# Source document start
Monday, March 1, 2010

The Sad Fate of the Towne Furniture Store Bldg., 854 E. Washington Blvd. and the need for "Edge Repair"

Towne Furniture Store, 854 E. Washington Blvd. in 1947

The Towne Furniture Store just before its demolition in 1985


The Towne Furniture Store was a handsome building as seen in the drawing of the shop in the Pasadena Independent Newspaper dated January 1, 1947. The 1920's commercial building, very much like the remaining historic commercial buildings in the Lake Washington Village area, had a very pleasing ornamental facade, but over the years it succumbed to the decline of the commercial center and was ingloriously covered over with a slab of stucco.
In the end the building was demolished in 1985 to make way for the Food 4 Less Shopping Center parking lot. Nothing remains today except an empty hole of parking spaces just across from the Oversen Building and the Washington Theatre on the north side of Washington Blvd., both landmark buildings.
When we conceived the North Lake Specific Plan for this area in 1997, we proposed that "Edge Repair" would happen to replace the missing buildings on the south side of Washington Blvd. west of North Lake Avenue and also along the west side of North Lake Avenue south of Washington Blvd. along the outer perimeter of the Food 4 Less Shopping Center parking lot. This "Edge Repair" would be done by building "Main Street Architecture" buildings along these perimeters to give an urban edge back to the streetscape. Looking across from the Oversen Building and the Washington Theatre south now, it is a very depressing view of a wide expanse of a parking lot with no buildings to frame the view and not a pleasant or interesting walk for pedestrians.
# Source document end
# Provided records start
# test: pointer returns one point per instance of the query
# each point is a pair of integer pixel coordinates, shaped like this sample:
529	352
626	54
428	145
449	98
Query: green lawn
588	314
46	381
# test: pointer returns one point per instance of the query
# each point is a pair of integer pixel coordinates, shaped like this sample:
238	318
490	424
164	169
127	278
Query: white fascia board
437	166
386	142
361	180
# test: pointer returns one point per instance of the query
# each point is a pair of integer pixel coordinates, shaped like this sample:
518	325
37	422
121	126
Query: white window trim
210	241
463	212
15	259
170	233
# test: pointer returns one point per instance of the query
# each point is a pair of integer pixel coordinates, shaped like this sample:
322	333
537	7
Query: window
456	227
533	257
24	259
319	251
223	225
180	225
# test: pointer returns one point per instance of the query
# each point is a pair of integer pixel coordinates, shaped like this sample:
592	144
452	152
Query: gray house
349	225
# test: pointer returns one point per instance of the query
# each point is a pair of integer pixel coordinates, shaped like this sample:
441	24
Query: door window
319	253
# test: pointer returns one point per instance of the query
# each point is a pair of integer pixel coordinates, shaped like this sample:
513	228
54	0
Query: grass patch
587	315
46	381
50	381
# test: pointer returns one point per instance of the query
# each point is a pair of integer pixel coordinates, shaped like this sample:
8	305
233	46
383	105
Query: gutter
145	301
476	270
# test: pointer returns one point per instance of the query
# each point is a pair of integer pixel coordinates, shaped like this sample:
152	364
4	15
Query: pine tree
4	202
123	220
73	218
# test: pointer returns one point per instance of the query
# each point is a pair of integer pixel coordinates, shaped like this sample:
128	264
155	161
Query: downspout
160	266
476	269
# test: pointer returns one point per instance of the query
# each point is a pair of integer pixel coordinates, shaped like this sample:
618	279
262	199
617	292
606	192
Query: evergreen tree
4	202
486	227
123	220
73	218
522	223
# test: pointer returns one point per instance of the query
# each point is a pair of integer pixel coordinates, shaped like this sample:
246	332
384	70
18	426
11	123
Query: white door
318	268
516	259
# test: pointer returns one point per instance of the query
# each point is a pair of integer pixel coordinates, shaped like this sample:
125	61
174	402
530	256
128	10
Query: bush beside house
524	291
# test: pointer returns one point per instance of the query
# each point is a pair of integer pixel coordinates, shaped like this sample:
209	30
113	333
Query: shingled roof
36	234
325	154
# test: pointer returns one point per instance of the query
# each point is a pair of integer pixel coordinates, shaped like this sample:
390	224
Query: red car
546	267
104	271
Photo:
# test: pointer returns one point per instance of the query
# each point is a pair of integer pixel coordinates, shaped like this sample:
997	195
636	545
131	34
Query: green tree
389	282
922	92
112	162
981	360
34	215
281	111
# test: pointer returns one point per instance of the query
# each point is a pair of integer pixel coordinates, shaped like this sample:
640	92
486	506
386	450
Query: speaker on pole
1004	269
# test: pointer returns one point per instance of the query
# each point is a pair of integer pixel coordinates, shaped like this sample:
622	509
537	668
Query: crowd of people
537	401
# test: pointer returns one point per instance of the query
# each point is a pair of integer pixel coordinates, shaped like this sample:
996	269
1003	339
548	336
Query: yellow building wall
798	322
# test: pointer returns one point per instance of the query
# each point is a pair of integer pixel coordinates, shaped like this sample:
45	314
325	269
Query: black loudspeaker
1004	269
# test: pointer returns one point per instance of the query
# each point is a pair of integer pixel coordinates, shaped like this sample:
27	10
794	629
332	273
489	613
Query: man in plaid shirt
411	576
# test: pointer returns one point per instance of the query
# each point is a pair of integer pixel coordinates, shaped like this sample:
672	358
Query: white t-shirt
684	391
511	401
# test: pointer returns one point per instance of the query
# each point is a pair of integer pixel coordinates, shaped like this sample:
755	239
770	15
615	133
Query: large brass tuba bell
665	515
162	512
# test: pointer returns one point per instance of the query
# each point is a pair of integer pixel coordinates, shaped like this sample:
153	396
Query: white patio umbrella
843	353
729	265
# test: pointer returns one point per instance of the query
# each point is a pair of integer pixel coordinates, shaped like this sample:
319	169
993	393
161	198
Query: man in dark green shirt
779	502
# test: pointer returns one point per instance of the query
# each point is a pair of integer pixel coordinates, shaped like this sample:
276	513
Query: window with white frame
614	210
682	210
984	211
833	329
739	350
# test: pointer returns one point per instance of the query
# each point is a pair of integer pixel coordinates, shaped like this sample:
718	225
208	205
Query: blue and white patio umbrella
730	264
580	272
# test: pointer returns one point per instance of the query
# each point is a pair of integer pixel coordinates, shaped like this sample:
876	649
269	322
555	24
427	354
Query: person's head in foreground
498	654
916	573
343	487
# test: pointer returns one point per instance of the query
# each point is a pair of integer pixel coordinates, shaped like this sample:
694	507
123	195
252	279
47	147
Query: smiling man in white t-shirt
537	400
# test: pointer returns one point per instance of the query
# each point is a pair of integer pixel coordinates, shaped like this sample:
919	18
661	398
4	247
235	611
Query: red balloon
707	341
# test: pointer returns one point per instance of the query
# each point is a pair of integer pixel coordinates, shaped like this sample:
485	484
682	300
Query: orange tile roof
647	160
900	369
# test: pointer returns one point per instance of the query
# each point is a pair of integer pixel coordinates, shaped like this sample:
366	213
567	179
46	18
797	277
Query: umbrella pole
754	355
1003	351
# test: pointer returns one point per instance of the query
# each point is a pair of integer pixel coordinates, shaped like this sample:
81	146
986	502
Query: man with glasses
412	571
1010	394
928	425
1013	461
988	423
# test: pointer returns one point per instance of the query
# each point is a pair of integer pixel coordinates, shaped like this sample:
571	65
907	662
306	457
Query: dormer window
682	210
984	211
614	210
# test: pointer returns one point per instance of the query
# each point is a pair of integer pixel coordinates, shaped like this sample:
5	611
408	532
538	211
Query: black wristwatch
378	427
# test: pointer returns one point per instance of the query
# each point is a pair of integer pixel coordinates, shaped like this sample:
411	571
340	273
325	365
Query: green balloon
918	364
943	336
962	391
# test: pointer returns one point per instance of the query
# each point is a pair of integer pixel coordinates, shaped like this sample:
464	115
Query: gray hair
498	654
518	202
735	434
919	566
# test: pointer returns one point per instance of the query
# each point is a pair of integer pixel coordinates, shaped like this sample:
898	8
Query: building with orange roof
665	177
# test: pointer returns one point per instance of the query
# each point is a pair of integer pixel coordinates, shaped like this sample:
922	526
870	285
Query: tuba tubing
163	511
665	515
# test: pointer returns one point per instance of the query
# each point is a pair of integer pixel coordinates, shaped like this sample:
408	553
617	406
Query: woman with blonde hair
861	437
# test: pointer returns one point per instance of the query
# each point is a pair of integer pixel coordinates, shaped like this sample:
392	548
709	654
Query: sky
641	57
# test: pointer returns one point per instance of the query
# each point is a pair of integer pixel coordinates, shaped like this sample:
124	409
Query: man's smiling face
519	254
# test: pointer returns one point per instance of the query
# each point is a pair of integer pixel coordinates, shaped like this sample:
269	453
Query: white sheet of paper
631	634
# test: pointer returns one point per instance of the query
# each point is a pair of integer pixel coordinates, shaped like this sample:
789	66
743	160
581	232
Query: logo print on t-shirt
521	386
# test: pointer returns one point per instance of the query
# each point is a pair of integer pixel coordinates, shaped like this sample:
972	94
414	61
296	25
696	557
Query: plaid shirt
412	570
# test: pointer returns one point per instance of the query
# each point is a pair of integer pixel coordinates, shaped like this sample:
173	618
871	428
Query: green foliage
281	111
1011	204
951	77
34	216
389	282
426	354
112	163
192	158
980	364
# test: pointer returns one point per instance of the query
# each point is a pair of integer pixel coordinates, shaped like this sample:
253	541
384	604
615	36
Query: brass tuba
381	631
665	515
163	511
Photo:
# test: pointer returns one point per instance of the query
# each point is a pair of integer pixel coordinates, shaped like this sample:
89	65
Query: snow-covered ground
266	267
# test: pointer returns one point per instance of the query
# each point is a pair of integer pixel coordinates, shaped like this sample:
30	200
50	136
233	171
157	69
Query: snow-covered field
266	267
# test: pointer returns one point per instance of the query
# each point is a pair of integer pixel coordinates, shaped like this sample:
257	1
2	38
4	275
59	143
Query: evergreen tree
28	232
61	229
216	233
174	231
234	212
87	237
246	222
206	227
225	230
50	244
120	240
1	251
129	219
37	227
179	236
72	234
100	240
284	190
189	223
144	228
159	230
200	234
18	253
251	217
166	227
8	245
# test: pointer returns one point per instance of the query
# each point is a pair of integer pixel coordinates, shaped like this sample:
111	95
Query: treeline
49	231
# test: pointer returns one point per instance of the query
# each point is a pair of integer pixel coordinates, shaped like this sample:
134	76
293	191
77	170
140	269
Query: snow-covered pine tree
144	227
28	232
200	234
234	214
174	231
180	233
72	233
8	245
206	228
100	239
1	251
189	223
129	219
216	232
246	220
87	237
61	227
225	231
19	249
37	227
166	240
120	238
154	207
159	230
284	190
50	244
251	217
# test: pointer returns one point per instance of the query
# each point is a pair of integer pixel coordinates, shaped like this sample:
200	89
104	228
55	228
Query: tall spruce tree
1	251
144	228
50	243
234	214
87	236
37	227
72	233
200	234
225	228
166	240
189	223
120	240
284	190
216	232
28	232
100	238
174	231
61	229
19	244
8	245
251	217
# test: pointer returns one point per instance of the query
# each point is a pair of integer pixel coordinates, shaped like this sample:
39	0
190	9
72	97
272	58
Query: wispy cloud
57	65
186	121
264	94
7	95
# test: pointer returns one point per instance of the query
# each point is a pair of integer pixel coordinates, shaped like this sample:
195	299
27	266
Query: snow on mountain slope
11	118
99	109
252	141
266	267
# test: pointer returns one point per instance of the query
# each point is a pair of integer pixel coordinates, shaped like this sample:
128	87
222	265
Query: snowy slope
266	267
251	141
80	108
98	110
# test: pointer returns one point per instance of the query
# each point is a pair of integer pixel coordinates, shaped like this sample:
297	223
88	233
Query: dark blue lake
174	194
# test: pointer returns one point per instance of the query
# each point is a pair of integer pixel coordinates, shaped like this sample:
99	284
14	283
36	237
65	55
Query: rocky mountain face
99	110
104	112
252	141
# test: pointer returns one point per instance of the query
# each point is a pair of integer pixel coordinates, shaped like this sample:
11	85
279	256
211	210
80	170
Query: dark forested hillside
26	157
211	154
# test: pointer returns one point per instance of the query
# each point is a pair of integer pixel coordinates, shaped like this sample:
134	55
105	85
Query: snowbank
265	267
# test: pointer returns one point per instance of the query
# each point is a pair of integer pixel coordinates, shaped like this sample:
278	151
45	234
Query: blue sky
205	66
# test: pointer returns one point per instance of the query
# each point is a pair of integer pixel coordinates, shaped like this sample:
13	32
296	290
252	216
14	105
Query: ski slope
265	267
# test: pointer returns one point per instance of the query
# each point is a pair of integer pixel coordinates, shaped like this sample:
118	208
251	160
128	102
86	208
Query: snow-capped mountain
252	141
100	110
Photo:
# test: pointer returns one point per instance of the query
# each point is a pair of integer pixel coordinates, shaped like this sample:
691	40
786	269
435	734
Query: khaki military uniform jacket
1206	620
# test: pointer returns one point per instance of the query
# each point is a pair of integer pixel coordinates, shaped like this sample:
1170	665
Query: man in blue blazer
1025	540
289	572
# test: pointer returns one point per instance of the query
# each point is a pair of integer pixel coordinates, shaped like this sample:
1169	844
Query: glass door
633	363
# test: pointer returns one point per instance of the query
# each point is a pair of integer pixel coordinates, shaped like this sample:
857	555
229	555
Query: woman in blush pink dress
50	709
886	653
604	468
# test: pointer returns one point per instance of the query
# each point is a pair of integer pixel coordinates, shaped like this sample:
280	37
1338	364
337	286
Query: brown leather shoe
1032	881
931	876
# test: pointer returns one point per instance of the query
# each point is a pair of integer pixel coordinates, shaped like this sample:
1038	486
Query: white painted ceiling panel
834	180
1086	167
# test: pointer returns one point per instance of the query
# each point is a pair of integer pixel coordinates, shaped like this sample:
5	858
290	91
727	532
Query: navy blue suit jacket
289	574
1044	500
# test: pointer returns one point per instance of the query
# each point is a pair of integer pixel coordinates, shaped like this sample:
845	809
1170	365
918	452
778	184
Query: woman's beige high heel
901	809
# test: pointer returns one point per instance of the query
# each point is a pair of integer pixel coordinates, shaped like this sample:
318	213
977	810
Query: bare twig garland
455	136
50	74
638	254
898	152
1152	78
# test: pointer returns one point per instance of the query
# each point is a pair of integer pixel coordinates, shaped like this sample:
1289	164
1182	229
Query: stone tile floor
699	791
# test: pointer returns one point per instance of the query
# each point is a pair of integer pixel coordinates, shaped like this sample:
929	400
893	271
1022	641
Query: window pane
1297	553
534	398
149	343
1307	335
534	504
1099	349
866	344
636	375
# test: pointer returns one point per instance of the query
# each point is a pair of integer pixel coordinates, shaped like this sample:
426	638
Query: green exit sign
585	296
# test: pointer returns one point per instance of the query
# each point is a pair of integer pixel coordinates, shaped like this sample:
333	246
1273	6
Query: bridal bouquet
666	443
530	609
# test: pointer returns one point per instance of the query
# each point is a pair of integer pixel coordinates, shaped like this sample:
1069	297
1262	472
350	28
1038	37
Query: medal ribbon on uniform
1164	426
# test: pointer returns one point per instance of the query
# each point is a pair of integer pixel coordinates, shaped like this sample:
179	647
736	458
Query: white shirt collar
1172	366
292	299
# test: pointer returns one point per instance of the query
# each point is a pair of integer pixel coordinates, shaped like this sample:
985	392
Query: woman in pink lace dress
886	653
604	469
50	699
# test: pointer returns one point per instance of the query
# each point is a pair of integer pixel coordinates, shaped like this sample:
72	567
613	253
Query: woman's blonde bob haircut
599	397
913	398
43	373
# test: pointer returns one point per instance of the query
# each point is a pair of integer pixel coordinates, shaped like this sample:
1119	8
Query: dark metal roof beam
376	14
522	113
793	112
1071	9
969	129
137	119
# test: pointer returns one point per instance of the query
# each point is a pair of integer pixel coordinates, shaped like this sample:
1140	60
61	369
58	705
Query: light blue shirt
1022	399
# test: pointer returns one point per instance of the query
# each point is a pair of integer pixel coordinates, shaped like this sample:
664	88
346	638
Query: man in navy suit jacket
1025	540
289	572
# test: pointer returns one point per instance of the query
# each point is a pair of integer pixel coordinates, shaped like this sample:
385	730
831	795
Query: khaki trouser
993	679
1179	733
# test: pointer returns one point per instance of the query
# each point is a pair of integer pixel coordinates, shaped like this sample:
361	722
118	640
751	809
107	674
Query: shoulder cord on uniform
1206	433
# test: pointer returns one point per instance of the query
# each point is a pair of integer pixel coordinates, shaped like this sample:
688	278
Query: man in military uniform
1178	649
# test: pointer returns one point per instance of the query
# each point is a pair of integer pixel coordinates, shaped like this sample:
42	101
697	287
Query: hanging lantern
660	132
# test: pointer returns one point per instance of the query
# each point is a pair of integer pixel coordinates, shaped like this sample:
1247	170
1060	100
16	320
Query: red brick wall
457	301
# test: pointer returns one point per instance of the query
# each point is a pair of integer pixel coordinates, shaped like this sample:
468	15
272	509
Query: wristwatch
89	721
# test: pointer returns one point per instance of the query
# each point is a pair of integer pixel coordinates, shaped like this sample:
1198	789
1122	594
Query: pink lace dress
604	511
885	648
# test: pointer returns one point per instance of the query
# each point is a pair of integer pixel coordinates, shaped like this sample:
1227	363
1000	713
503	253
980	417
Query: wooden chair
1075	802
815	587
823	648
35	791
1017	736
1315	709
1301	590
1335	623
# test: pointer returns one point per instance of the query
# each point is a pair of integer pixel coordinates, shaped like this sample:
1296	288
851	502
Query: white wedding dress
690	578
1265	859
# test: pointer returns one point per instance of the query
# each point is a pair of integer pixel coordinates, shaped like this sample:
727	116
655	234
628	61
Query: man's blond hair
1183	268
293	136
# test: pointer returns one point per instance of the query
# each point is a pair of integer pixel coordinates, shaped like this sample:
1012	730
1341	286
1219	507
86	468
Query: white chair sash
# Provided records end
:: Instructions for the task ::
Continue the post about the Towne Furniture Store building, starting after its last sentence.

:: Response to this task ::
Lake Washington Village has suffered much from the declines of the 1970's through the 1990's. How do we change the ambiance from check cashing outlets, payday loan shops, storefront churches, liquor stores, filling stations and auto repair into a village of a hardware store, a theater, art galleries, coffee houses, antique shops, nice restaurants, a bike shop and specialty shops, as was once more the case? Did you know that the Union 76 gas station is built on the site of a former popular soda fountain and ice cream shop and that the other two corners had drug stores and the fourth had a Van de Kamp's Bakery?
It will take each and one of us to voice our wishes to the City of Pasadena and our respective neighborhood associations and to the business people we wish to see flourish in our neighborhood Lake Washington Village. We will make it happen!





11 comments:

  1. I learn so much from your blog! Thanks for all the fascinating posts.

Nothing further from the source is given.